▸ Problems and tasks
• A. According to the tag sale essay, what publisher was listed on the sheet music "Pray for Peace"?
• B. Extend the tag sale essay by writing what comes next after "I got curious."

▸ Quoted passage
■ ■ ■

We’ve entered into the High Holy Days for Tag Sales, Lawn Sales and Garage Sales, which runs right up until Labor Day. Every weekend, our neighbors bedeck their lawns with their unwanted items for us to inspect and take home for a song: exercise equipment, toys and children’s clothes, kitchen ware, and an occasional treasure. (Visitors from other countries always are perplexed, charmed, and delighted by this tradition). Most of us slow down, at least, when we drive by.
Sometimes a tag sale treasure is not immediately apparent. That’s the case with one piece of sheet music, “Pray for Peace” by Arwin Garrelick and her husband that showed up in a milk crate of mouse-eaten papers on a suburban lawn a few years ago. The publisher was listed as Music Mission for Peace, Inc, Montpelier, Vermont. I got curious.

■ ■ ■

[Stored data]
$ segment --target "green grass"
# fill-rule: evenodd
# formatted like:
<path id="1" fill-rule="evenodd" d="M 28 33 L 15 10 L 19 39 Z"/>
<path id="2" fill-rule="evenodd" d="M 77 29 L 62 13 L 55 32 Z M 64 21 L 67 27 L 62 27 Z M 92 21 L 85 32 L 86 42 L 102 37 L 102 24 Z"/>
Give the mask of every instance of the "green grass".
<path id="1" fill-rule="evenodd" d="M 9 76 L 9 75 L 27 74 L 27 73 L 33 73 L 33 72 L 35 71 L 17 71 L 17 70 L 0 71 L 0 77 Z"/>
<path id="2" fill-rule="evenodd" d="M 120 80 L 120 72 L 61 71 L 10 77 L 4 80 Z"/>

■ ■ ■

▸ Outputs by task
• A. Music Mission for Peace, Inc, Montpelier, Vermont.

• B.
Thanks to the internet, I was able to find the remaining members of her family and ask about Arwin. What a story! She was born in Richford, and with her husband, raised her children and ran a dairy farm, but in her spare time wrote poetry which she often read for Grange events. When her husband died unexpectedly, she moved to Montpelier, finished her GED and worked at the library, still writing poetry. Then, Jack Garrelick, a disabled veteran at a VA hospital in Mississipi posted an ad looking for a collaborator on a song project for peace. Although she was at first suspicious of a “song shark” con, Arwin responded, and after a visit by Jack to Montpelier and many letters back and forth, they fell in love, married, and, from their home on East State Street in Montpelier, began the Music Mission for Peace in 1964, which they also called their Bedside Peace Corps.
Arwin left each day’s effort on the breakfast table as she left for work at the library around the corner. Jack wrote a tune ready for her by dinnertime, and after editing they printed the song and sent it to world leaders. They received as gifts from these world leaders 28 rare instruments, a lute from Anwar Sadat, a shofar from Golda Meir, and an ancient flute that was hand-delivered by the Ambassador from Thailand, who arrived in Montpelier by private plane in 1966 to meet them. Hubert Humphrey wrote, “I wish I had an army of people with your ideals.” Yet their story has been forgotten.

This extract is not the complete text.